Named object pointing entries
*-*-*

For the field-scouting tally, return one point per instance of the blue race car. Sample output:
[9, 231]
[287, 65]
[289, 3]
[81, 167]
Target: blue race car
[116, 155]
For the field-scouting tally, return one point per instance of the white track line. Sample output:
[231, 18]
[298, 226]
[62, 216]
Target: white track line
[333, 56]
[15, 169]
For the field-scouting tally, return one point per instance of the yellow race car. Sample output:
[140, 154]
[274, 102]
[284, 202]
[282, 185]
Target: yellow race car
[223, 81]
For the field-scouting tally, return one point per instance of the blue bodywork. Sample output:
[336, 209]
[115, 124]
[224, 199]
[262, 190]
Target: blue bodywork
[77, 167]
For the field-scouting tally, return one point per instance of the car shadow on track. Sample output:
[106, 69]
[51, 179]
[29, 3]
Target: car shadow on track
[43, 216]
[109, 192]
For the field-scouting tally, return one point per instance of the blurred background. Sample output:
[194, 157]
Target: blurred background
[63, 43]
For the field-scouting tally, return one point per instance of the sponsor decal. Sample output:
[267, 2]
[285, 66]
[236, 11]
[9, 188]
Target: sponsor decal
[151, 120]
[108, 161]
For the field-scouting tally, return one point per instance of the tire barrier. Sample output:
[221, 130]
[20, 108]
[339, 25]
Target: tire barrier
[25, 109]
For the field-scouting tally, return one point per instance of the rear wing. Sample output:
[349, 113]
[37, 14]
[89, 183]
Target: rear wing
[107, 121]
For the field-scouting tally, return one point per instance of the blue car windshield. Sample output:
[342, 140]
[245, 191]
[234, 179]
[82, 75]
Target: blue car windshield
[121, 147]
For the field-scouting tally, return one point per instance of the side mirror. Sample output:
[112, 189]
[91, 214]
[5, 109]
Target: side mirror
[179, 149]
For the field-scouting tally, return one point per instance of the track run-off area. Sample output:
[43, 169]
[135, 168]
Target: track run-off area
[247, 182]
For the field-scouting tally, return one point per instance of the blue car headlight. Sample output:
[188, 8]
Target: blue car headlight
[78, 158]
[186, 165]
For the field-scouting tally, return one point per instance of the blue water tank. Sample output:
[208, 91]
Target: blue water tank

*-*-*

* Task objective *
Print the material above once more, exactly.

* In response *
For the field-scouting tally, return one point per instance of the blue race car. Sample output:
[9, 231]
[287, 65]
[289, 3]
[81, 167]
Target: blue race car
[116, 155]
For the field-scouting tally, return one point per instance of the white track line. Sample output:
[231, 18]
[298, 226]
[62, 216]
Target: white track line
[333, 56]
[15, 169]
For the field-scouting tally, return one point per instance of the yellow race car. Sample output:
[140, 154]
[274, 102]
[284, 202]
[282, 185]
Target: yellow race car
[223, 81]
For the field-scouting tally, return one point per instance of the blue bodywork. Sample output:
[336, 209]
[115, 124]
[224, 199]
[262, 190]
Target: blue bodywork
[77, 167]
For the field-scouting tally, return one point per instance of the car shadow on track. Sample output:
[106, 69]
[51, 179]
[29, 3]
Target: car shadow on track
[43, 216]
[109, 192]
For the field-scouting tally, return one point per instance of the blurred background. Sample output:
[194, 157]
Target: blurred background
[63, 43]
For the field-scouting tally, return one point per instance of the sponsor decal. Sample output:
[267, 2]
[285, 66]
[236, 11]
[9, 188]
Target: sponsor decal
[151, 120]
[108, 161]
For the field-scouting tally, return one point per instance of the tire barrier. Sample output:
[221, 130]
[20, 108]
[339, 25]
Target: tire barrier
[25, 109]
For the field-scouting tally, return one point per instance of the rear wing. Sample output:
[349, 113]
[37, 14]
[89, 183]
Target: rear wing
[107, 121]
For the field-scouting tally, return one point per instance of the blue car windshield. Sample output:
[342, 140]
[245, 191]
[234, 179]
[82, 75]
Target: blue car windshield
[121, 147]
For the field-scouting tally, return one point per instance of the side mirror. Sample output:
[112, 189]
[91, 214]
[5, 109]
Target: side mirror
[179, 149]
For the field-scouting tally, return one point per instance of the track run-off area. Sample output:
[43, 169]
[135, 168]
Target: track run-off area
[247, 182]
For the field-scouting tally, return one point per instance of the blue car headlight. Sample output:
[188, 8]
Target: blue car headlight
[78, 158]
[186, 165]
For the field-scouting tally, return one point per instance of the blue water tank. Sample output:
[208, 91]
Target: blue water tank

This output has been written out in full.